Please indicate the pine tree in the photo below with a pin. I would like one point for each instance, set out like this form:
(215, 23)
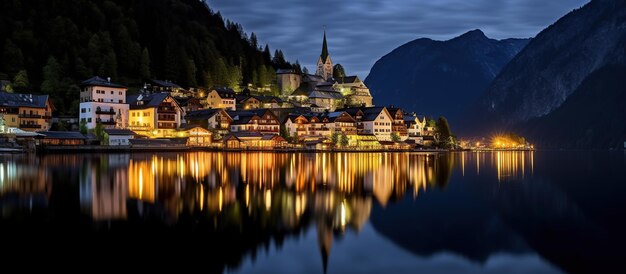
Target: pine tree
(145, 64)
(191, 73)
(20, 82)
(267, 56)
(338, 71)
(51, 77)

========

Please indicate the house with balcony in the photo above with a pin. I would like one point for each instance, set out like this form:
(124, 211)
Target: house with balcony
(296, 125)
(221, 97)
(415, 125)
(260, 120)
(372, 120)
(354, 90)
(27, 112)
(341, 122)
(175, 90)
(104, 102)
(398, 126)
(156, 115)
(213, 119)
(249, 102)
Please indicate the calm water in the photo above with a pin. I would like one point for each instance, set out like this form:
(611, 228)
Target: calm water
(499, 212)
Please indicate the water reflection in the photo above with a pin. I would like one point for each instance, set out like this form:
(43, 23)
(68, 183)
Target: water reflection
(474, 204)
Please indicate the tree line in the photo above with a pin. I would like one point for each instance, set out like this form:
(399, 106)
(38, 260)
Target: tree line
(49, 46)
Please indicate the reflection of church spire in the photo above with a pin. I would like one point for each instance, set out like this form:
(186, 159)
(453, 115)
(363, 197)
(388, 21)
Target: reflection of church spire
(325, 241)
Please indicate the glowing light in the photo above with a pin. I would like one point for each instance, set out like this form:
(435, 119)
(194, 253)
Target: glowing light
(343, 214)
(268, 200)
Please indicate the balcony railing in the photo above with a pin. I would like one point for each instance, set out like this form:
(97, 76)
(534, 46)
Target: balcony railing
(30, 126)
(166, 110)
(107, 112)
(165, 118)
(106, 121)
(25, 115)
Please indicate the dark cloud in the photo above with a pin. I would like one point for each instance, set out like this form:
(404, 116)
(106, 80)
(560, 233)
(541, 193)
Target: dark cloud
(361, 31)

========

- [TASK GOAL]:
Please find all lines of the entries that hold the string "above" and copy them.

- [SOLUTION TO THIS EXERCISE]:
Please indicate the house with balcony in the photo above with a pin. I would like one point for each instance, set out like this form:
Please indicate the calm water in the photo above with a pin. I would like one point for each instance, set out like this form:
Please indicate the water reflection in the photo above with a pin. I would like one point for each instance, set out like this form:
Please indicate the tree line in the photo above with a pin. I would like one point for each instance, set out like this form:
Please indicate the reflection of church spire in the photo above with a pin. I would like one point for each instance, set out like this form:
Please indicate the glowing light in the photo above with a pin. I would like one point for each instance, set out like this form:
Please indicate the balcony railing in the photo above with a pin. I would like one point for each instance, set out like this form:
Please indicate the dark cloud in the photo above with a pin. I would like one point for each instance, set out like this form:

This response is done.